Content starts
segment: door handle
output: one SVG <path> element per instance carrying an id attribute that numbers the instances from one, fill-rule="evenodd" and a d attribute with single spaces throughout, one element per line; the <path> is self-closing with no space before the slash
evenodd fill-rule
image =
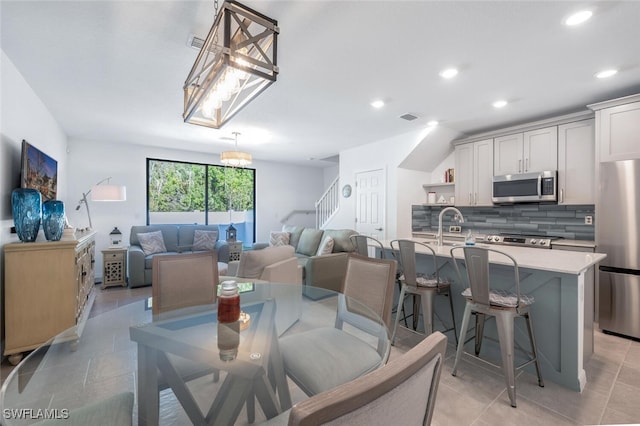
<path id="1" fill-rule="evenodd" d="M 518 160 L 518 173 L 522 173 L 522 160 Z"/>
<path id="2" fill-rule="evenodd" d="M 560 190 L 560 202 L 564 203 L 564 189 Z"/>
<path id="3" fill-rule="evenodd" d="M 382 228 L 375 228 L 376 231 L 382 231 Z"/>
<path id="4" fill-rule="evenodd" d="M 528 172 L 529 171 L 529 159 L 525 158 L 524 160 L 524 171 Z"/>

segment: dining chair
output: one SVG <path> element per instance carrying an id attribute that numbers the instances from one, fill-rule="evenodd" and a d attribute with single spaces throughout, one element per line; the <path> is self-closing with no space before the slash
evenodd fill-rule
<path id="1" fill-rule="evenodd" d="M 402 265 L 402 276 L 400 281 L 402 282 L 402 290 L 400 291 L 400 297 L 398 303 L 404 305 L 404 298 L 407 294 L 414 296 L 420 296 L 420 305 L 416 306 L 414 303 L 413 321 L 414 325 L 417 323 L 418 314 L 417 311 L 422 308 L 422 318 L 424 322 L 424 333 L 430 335 L 433 332 L 433 317 L 435 314 L 435 297 L 438 295 L 444 295 L 449 299 L 449 308 L 451 310 L 451 323 L 452 326 L 444 330 L 452 331 L 456 342 L 458 341 L 458 332 L 456 329 L 456 318 L 453 311 L 453 300 L 451 295 L 451 283 L 446 279 L 440 277 L 438 271 L 438 260 L 435 250 L 427 244 L 420 243 L 413 240 L 395 240 L 393 246 L 397 244 L 398 252 L 400 253 L 400 264 Z M 416 261 L 416 247 L 420 247 L 426 253 L 427 258 L 433 261 L 433 273 L 426 275 L 418 272 Z M 400 316 L 396 315 L 393 325 L 393 333 L 391 335 L 391 344 L 394 344 L 396 332 L 398 329 L 398 323 L 400 322 Z M 415 330 L 414 330 L 415 331 Z"/>
<path id="2" fill-rule="evenodd" d="M 131 426 L 133 424 L 133 400 L 133 392 L 121 392 L 71 410 L 65 419 L 46 419 L 37 424 L 39 426 Z"/>
<path id="3" fill-rule="evenodd" d="M 544 387 L 544 381 L 540 373 L 540 363 L 538 361 L 538 351 L 536 349 L 536 341 L 533 334 L 533 324 L 531 322 L 531 306 L 534 298 L 520 292 L 520 273 L 518 270 L 518 262 L 509 254 L 500 250 L 491 248 L 465 246 L 453 247 L 450 250 L 453 265 L 458 273 L 460 281 L 463 282 L 463 276 L 460 271 L 460 260 L 455 257 L 456 252 L 462 252 L 464 264 L 466 266 L 466 278 L 469 284 L 463 292 L 462 296 L 466 299 L 464 315 L 462 317 L 462 326 L 460 328 L 460 339 L 458 340 L 458 348 L 456 350 L 456 358 L 453 364 L 451 374 L 456 375 L 458 363 L 464 352 L 465 336 L 469 327 L 471 314 L 480 315 L 480 321 L 477 322 L 479 327 L 476 328 L 476 356 L 479 356 L 482 333 L 484 330 L 484 317 L 494 317 L 498 329 L 498 340 L 500 343 L 500 355 L 502 358 L 502 371 L 504 373 L 505 382 L 507 384 L 507 393 L 511 406 L 516 407 L 516 382 L 515 370 L 524 368 L 529 364 L 534 364 L 538 375 L 538 386 Z M 491 278 L 489 275 L 489 254 L 499 256 L 505 262 L 509 263 L 513 270 L 513 287 L 515 292 L 499 290 L 491 288 Z M 514 350 L 516 349 L 514 339 L 514 323 L 517 317 L 522 317 L 526 321 L 527 333 L 531 345 L 531 351 L 520 349 L 528 360 L 519 366 L 515 366 Z M 471 339 L 473 339 L 472 337 Z M 471 355 L 471 354 L 469 354 Z"/>
<path id="4" fill-rule="evenodd" d="M 211 309 L 218 293 L 218 259 L 215 251 L 198 253 L 168 254 L 154 256 L 151 280 L 151 312 L 157 319 L 169 318 L 184 309 Z M 176 372 L 183 379 L 182 385 L 174 393 L 183 398 L 192 398 L 183 384 L 208 374 L 218 381 L 220 371 L 206 364 L 189 361 L 167 354 Z M 160 373 L 158 391 L 170 384 Z M 182 396 L 185 395 L 185 396 Z"/>
<path id="5" fill-rule="evenodd" d="M 218 260 L 215 251 L 153 257 L 152 313 L 216 303 Z"/>
<path id="6" fill-rule="evenodd" d="M 240 260 L 229 262 L 228 268 L 221 280 L 302 284 L 302 267 L 290 245 L 243 251 Z"/>
<path id="7" fill-rule="evenodd" d="M 355 247 L 355 252 L 359 255 L 366 257 L 378 257 L 377 250 L 380 249 L 380 259 L 385 258 L 384 246 L 379 240 L 368 235 L 360 234 L 351 235 L 349 240 L 351 240 L 351 244 Z"/>
<path id="8" fill-rule="evenodd" d="M 280 338 L 287 375 L 307 395 L 346 383 L 386 363 L 395 273 L 395 260 L 350 253 L 334 326 L 285 333 Z M 364 332 L 363 337 L 370 341 L 347 330 L 345 324 Z M 334 358 L 316 359 L 315 353 L 332 353 Z"/>
<path id="9" fill-rule="evenodd" d="M 447 338 L 436 331 L 384 367 L 312 396 L 263 426 L 429 425 Z"/>

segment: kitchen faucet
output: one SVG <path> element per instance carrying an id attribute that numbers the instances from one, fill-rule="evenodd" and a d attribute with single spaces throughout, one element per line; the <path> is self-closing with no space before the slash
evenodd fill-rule
<path id="1" fill-rule="evenodd" d="M 462 213 L 457 208 L 455 208 L 455 207 L 445 207 L 444 209 L 442 209 L 442 211 L 440 212 L 440 216 L 438 216 L 438 236 L 437 236 L 437 238 L 438 238 L 438 245 L 439 246 L 442 245 L 442 217 L 448 211 L 454 212 L 456 214 L 454 216 L 454 218 L 457 218 L 460 223 L 464 223 L 464 217 L 462 217 Z"/>

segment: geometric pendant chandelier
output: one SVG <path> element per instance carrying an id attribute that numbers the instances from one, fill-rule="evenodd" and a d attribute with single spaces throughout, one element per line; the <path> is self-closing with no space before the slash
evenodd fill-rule
<path id="1" fill-rule="evenodd" d="M 219 129 L 276 81 L 278 22 L 227 0 L 184 83 L 186 123 Z"/>

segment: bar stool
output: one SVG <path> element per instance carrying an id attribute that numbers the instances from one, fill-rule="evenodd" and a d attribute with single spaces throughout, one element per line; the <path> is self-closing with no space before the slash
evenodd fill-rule
<path id="1" fill-rule="evenodd" d="M 368 235 L 352 235 L 349 237 L 349 240 L 351 240 L 351 243 L 353 244 L 353 246 L 355 247 L 355 252 L 358 253 L 359 255 L 362 256 L 367 256 L 367 257 L 376 257 L 374 256 L 370 256 L 369 255 L 369 249 L 374 249 L 374 253 L 375 253 L 375 249 L 380 249 L 380 259 L 385 259 L 387 256 L 385 255 L 384 252 L 384 245 L 382 244 L 382 242 L 380 242 L 379 240 L 370 237 Z M 391 243 L 394 243 L 394 241 L 392 241 Z M 398 259 L 396 257 L 396 253 L 394 250 L 393 245 L 391 246 L 391 256 L 393 257 L 393 259 L 398 263 L 398 269 L 396 271 L 396 282 L 398 283 L 398 290 L 402 289 L 402 284 L 400 283 L 400 276 L 402 275 L 402 270 L 400 267 L 400 259 Z M 392 310 L 391 313 L 395 314 L 398 311 L 398 306 L 400 306 L 399 304 L 395 305 Z M 402 315 L 403 315 L 403 320 L 404 320 L 404 325 L 405 327 L 407 326 L 407 315 L 404 313 L 404 306 L 402 306 Z M 409 315 L 411 316 L 411 315 Z"/>
<path id="2" fill-rule="evenodd" d="M 464 344 L 466 343 L 464 336 L 467 333 L 469 327 L 469 320 L 471 314 L 479 314 L 480 327 L 476 328 L 476 355 L 480 351 L 480 342 L 482 341 L 483 327 L 485 316 L 494 317 L 496 319 L 496 325 L 498 329 L 498 340 L 500 342 L 500 355 L 502 358 L 502 371 L 504 372 L 505 382 L 507 384 L 507 393 L 509 394 L 509 400 L 511 406 L 516 406 L 516 382 L 515 382 L 515 370 L 524 368 L 525 366 L 534 363 L 536 367 L 536 373 L 538 375 L 538 386 L 544 387 L 544 381 L 540 374 L 540 363 L 538 362 L 538 351 L 536 349 L 536 341 L 533 336 L 533 325 L 531 322 L 530 307 L 534 302 L 533 297 L 520 293 L 520 274 L 518 272 L 518 263 L 516 260 L 507 253 L 499 250 L 466 246 L 466 247 L 453 247 L 450 250 L 453 265 L 463 281 L 462 273 L 458 266 L 459 260 L 456 259 L 455 253 L 463 252 L 466 276 L 469 283 L 469 287 L 462 292 L 462 296 L 465 297 L 467 303 L 464 308 L 464 315 L 462 317 L 462 327 L 460 329 L 460 340 L 458 341 L 458 349 L 456 351 L 456 359 L 453 364 L 453 370 L 451 374 L 453 376 L 457 373 L 458 362 L 464 352 Z M 496 253 L 499 256 L 503 256 L 503 259 L 508 260 L 513 264 L 514 270 L 514 285 L 515 293 L 511 293 L 504 290 L 492 290 L 489 279 L 489 253 Z M 514 350 L 514 322 L 516 317 L 523 317 L 526 320 L 527 332 L 529 334 L 529 340 L 531 343 L 531 352 L 528 352 L 522 348 L 517 348 L 528 355 L 529 359 L 519 366 L 515 366 Z M 472 337 L 473 339 L 473 337 Z M 471 354 L 469 354 L 471 355 Z"/>
<path id="3" fill-rule="evenodd" d="M 356 248 L 355 252 L 361 256 L 365 257 L 378 257 L 375 255 L 375 251 L 377 248 L 380 249 L 380 257 L 379 259 L 384 259 L 384 246 L 378 240 L 368 235 L 352 235 L 349 237 L 351 240 L 351 244 Z M 373 256 L 369 254 L 369 249 L 373 249 Z"/>
<path id="4" fill-rule="evenodd" d="M 434 316 L 434 303 L 435 297 L 437 295 L 445 295 L 449 298 L 449 307 L 451 308 L 451 322 L 453 326 L 444 330 L 447 331 L 453 330 L 453 334 L 456 338 L 456 342 L 458 341 L 458 331 L 456 329 L 456 318 L 453 312 L 453 300 L 451 298 L 451 283 L 445 281 L 440 278 L 440 274 L 438 272 L 438 261 L 436 258 L 435 250 L 428 246 L 427 244 L 423 244 L 417 241 L 412 240 L 395 240 L 392 241 L 391 247 L 394 245 L 398 245 L 398 250 L 400 253 L 400 263 L 402 265 L 402 276 L 400 277 L 400 282 L 402 283 L 402 289 L 400 290 L 400 298 L 398 299 L 398 305 L 404 305 L 404 297 L 406 294 L 413 294 L 416 296 L 420 296 L 420 305 L 422 307 L 422 316 L 424 319 L 424 331 L 428 336 L 433 332 L 433 316 Z M 433 270 L 434 273 L 431 276 L 425 276 L 424 274 L 419 274 L 416 271 L 416 246 L 424 248 L 425 251 L 430 253 L 424 253 L 427 256 L 431 256 L 433 259 Z M 414 306 L 414 323 L 416 322 L 418 315 L 416 312 L 416 307 Z M 393 333 L 391 334 L 391 344 L 393 345 L 395 342 L 396 331 L 398 328 L 398 322 L 400 320 L 400 316 L 396 315 L 396 319 L 393 326 Z"/>

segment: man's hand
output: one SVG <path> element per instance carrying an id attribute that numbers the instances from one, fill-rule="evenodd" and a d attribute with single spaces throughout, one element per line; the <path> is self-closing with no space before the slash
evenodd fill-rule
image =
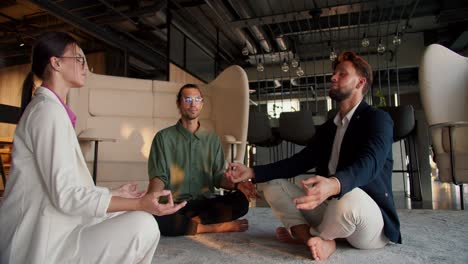
<path id="1" fill-rule="evenodd" d="M 254 177 L 254 172 L 251 168 L 246 167 L 244 164 L 229 163 L 225 175 L 229 181 L 236 183 L 252 179 Z"/>
<path id="2" fill-rule="evenodd" d="M 112 196 L 118 196 L 123 198 L 140 198 L 145 195 L 146 191 L 138 192 L 138 185 L 134 182 L 127 183 L 120 186 L 118 189 L 111 191 Z"/>
<path id="3" fill-rule="evenodd" d="M 318 175 L 303 180 L 302 188 L 305 196 L 293 200 L 296 208 L 302 210 L 314 209 L 328 197 L 340 193 L 339 181 Z"/>
<path id="4" fill-rule="evenodd" d="M 166 204 L 159 203 L 159 197 L 161 196 L 167 196 L 168 202 Z M 153 215 L 163 216 L 177 212 L 186 204 L 186 201 L 183 201 L 179 204 L 174 204 L 171 191 L 163 190 L 160 192 L 147 193 L 145 196 L 141 197 L 139 201 L 139 209 Z"/>
<path id="5" fill-rule="evenodd" d="M 237 185 L 237 189 L 245 195 L 245 198 L 247 198 L 249 202 L 250 202 L 250 198 L 260 198 L 260 196 L 257 194 L 257 189 L 255 188 L 255 184 L 253 184 L 250 181 L 240 182 Z"/>

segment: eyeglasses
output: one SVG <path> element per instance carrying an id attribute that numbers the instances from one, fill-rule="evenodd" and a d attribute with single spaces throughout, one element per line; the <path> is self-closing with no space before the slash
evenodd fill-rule
<path id="1" fill-rule="evenodd" d="M 193 102 L 195 103 L 201 103 L 203 102 L 203 97 L 195 96 L 195 97 L 184 97 L 184 102 L 187 104 L 191 104 Z"/>
<path id="2" fill-rule="evenodd" d="M 64 57 L 59 57 L 61 59 L 76 59 L 76 61 L 78 63 L 81 64 L 82 67 L 85 66 L 85 63 L 86 63 L 86 58 L 85 57 L 81 57 L 81 56 L 75 56 L 75 57 L 67 57 L 67 56 L 64 56 Z"/>

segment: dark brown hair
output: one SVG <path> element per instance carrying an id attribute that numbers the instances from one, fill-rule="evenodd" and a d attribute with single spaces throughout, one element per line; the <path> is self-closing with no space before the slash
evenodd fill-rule
<path id="1" fill-rule="evenodd" d="M 372 75 L 372 67 L 370 64 L 361 56 L 357 55 L 356 53 L 352 51 L 345 51 L 342 52 L 333 62 L 332 68 L 333 71 L 336 69 L 338 64 L 349 61 L 353 64 L 354 68 L 356 69 L 356 72 L 361 76 L 366 78 L 366 85 L 364 86 L 364 89 L 362 91 L 362 94 L 366 94 L 370 87 L 372 86 L 372 80 L 373 80 L 373 75 Z"/>
<path id="2" fill-rule="evenodd" d="M 202 94 L 202 92 L 200 90 L 200 87 L 198 87 L 196 84 L 187 83 L 186 85 L 180 87 L 179 92 L 177 93 L 177 101 L 176 101 L 177 105 L 179 105 L 180 99 L 182 99 L 182 91 L 184 89 L 189 89 L 189 88 L 197 89 L 200 92 L 201 97 L 203 97 L 203 94 Z"/>
<path id="3" fill-rule="evenodd" d="M 60 57 L 69 44 L 76 44 L 76 40 L 65 32 L 47 32 L 42 34 L 34 44 L 31 54 L 31 71 L 23 82 L 21 94 L 21 114 L 32 98 L 34 89 L 34 75 L 43 79 L 44 71 L 51 57 Z"/>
Content ends
Using the material above, report each line where "segment" occurs.

segment: door handle
segment: dining chair
segment: kitchen faucet
segment: geometric pendant chandelier
segment: bar stool
segment: man's hand
segment: eyeglasses
segment: dark brown hair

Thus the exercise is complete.